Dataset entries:
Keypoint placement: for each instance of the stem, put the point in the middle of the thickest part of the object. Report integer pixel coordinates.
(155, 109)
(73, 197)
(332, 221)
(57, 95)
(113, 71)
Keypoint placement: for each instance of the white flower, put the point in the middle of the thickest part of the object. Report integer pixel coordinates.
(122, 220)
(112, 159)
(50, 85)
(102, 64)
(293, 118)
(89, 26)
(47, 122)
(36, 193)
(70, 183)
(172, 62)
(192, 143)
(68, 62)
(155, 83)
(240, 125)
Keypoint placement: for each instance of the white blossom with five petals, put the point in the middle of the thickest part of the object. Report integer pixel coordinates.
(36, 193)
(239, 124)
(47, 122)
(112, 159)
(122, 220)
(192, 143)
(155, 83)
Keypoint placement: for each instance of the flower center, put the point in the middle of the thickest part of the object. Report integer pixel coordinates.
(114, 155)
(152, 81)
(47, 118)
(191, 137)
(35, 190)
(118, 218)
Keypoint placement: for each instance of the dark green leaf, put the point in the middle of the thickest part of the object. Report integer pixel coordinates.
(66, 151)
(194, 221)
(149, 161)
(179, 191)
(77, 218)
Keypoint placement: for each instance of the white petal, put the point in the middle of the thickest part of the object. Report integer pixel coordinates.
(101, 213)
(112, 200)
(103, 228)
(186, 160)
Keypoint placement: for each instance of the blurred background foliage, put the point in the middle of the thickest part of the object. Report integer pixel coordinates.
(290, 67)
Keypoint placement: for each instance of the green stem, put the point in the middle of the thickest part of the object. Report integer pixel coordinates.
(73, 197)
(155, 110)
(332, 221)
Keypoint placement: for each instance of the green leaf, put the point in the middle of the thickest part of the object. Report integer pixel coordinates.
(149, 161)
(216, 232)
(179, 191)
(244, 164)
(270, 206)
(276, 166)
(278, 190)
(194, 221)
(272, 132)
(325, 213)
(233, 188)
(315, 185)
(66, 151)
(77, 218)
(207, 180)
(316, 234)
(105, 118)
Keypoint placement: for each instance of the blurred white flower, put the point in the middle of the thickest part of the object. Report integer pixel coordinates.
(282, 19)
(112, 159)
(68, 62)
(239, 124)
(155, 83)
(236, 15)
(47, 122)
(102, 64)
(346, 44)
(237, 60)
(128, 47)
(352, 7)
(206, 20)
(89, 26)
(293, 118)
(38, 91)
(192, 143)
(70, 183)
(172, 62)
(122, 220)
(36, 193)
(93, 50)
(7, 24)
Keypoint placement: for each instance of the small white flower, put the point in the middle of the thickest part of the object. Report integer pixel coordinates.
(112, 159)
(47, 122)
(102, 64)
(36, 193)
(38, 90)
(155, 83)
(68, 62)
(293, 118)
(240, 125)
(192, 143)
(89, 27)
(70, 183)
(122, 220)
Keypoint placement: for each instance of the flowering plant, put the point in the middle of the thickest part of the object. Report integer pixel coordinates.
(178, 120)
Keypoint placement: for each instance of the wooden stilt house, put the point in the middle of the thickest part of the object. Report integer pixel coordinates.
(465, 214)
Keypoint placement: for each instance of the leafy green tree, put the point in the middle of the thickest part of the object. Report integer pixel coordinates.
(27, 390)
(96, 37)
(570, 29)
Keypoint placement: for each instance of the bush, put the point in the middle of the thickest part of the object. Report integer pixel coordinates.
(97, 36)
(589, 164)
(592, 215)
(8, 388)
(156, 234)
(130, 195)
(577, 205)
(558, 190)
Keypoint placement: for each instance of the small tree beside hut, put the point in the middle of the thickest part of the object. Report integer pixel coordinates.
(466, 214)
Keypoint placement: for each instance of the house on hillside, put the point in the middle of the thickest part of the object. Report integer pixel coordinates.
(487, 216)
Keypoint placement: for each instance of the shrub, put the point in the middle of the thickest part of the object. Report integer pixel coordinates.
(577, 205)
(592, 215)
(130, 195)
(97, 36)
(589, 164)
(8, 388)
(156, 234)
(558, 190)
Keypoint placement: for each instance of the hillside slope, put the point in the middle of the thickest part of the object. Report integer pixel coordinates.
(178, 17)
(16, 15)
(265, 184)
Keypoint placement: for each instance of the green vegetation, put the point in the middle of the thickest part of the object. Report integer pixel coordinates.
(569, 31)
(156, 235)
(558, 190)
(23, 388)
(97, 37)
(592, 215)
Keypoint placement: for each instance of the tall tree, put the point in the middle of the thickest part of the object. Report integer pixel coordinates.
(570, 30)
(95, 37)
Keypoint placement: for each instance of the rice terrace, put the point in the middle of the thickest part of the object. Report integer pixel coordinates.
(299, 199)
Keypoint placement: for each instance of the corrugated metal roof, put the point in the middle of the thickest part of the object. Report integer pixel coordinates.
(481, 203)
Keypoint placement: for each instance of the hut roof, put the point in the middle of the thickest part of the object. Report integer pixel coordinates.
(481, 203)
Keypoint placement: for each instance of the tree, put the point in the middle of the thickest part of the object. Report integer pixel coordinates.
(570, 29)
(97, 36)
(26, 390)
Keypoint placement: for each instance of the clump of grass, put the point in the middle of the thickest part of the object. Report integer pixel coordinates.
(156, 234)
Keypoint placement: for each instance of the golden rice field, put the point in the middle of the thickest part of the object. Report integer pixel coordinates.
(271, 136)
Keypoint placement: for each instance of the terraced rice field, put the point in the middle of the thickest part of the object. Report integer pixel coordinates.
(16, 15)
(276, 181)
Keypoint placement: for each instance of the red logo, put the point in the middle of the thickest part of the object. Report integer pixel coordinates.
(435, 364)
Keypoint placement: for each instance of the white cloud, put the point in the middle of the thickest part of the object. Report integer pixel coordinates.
...
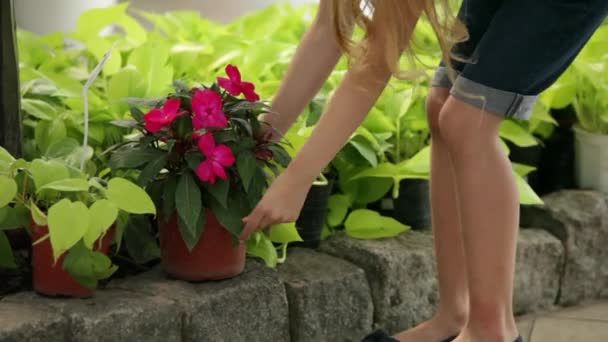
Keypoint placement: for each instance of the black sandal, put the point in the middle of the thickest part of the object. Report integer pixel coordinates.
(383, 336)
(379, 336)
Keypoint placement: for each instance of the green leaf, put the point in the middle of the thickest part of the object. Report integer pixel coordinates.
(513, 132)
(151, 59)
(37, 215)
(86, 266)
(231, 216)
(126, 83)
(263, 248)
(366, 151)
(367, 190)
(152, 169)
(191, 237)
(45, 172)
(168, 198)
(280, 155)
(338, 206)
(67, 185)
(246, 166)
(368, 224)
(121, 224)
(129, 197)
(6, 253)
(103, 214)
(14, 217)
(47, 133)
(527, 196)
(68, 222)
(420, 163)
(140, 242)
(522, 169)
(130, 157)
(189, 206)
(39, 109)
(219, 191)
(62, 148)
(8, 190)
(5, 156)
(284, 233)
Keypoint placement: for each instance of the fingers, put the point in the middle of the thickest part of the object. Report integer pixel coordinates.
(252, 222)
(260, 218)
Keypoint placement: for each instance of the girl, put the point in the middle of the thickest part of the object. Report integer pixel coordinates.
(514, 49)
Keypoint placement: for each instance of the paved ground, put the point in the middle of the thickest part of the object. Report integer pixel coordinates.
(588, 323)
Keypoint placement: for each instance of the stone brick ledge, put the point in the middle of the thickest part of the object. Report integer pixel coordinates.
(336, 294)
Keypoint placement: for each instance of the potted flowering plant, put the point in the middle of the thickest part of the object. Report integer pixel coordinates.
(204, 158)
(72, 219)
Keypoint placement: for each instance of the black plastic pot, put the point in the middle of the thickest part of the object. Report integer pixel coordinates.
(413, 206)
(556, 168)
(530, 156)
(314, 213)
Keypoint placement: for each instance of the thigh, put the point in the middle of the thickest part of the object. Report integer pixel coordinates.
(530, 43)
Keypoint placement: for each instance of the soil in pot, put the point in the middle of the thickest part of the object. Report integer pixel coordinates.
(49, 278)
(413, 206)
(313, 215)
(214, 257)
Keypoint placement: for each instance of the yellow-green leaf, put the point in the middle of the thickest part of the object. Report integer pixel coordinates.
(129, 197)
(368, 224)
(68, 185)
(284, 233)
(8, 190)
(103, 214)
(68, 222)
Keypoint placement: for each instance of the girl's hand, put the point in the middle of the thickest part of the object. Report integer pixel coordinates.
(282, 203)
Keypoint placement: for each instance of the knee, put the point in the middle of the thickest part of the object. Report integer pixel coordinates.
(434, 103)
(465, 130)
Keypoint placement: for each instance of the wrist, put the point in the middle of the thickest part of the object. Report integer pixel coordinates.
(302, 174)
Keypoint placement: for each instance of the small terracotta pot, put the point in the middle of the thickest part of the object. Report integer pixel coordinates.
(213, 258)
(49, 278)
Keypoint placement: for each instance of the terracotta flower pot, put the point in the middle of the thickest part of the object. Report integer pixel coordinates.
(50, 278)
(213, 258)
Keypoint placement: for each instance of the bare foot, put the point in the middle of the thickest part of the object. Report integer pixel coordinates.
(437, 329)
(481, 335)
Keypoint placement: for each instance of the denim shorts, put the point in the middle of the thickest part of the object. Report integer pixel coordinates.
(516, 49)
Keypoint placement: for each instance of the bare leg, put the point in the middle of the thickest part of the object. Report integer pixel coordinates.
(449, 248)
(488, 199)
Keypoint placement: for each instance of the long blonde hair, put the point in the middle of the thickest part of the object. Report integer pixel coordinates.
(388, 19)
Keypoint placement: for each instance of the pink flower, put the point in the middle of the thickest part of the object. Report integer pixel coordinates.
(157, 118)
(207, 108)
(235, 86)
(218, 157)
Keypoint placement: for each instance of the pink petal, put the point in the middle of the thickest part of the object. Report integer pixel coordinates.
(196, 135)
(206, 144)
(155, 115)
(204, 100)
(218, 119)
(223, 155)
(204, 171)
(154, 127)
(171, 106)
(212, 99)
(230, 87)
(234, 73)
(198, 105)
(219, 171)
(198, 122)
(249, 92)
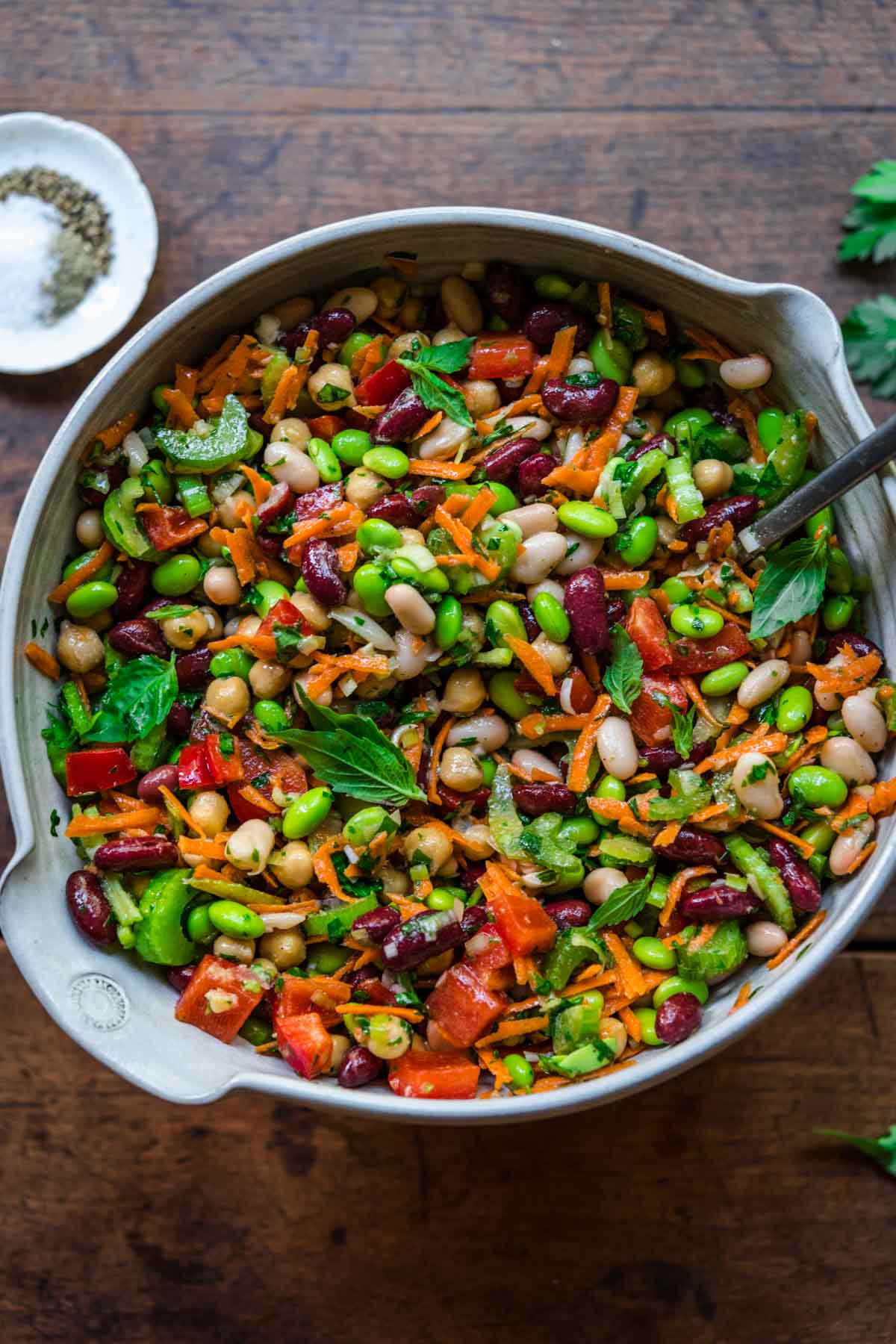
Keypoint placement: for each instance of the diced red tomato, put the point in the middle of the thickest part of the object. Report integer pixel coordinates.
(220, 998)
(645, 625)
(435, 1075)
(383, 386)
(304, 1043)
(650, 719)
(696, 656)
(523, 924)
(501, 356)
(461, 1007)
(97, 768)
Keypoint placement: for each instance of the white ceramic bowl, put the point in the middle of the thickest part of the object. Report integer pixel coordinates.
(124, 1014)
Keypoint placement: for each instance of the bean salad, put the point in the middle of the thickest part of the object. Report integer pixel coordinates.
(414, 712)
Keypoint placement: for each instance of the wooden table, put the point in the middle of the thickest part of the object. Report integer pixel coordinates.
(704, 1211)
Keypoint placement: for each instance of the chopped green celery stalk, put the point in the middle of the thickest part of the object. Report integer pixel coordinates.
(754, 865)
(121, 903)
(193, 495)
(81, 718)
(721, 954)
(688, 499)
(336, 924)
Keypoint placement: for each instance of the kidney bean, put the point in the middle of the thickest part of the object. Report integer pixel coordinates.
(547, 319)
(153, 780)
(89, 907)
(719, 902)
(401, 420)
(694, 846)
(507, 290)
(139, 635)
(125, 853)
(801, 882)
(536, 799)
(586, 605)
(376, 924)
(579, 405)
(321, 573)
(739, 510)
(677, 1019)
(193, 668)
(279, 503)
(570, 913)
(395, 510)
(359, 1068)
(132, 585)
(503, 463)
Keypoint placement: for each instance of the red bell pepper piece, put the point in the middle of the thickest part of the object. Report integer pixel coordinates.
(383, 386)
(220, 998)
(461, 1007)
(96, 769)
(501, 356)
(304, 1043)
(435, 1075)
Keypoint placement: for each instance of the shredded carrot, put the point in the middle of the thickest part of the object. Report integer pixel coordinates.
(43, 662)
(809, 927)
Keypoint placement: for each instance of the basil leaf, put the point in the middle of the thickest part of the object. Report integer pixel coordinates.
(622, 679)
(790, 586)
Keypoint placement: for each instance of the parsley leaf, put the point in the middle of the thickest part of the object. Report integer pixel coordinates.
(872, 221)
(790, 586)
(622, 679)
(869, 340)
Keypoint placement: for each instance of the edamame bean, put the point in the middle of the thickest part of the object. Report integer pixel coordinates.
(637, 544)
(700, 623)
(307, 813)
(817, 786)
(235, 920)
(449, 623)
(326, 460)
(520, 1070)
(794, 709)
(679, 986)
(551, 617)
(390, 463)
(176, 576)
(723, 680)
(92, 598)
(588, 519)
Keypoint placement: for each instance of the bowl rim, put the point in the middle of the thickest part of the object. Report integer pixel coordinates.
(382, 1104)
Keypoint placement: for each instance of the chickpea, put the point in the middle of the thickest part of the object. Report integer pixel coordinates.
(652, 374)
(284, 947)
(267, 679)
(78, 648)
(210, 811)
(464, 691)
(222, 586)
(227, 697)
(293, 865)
---
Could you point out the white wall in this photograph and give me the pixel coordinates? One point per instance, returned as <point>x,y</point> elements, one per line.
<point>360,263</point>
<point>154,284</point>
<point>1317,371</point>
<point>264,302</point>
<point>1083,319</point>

Try it:
Give back, word for word, only the lines above from the line holding "Keypoint placement: for each instance of the terraced" to the line holding "Keypoint placement: for each instance of the white cloud, put", both included.

Solution to this problem:
Keypoint placement: for each instance of the terraced rice field, put the point in the middle of the thickest part of the object. Report integer pixel coordinates.
(16, 15)
(276, 181)
Keypoint placement: for each instance of the red logo, put the point in the middle of the thickest part of the object. Report integer pixel coordinates.
(435, 364)
Keypoint placement: for each instance of the white cloud, put the point in the middle of the thickest part of the object. Report integer pixel coordinates.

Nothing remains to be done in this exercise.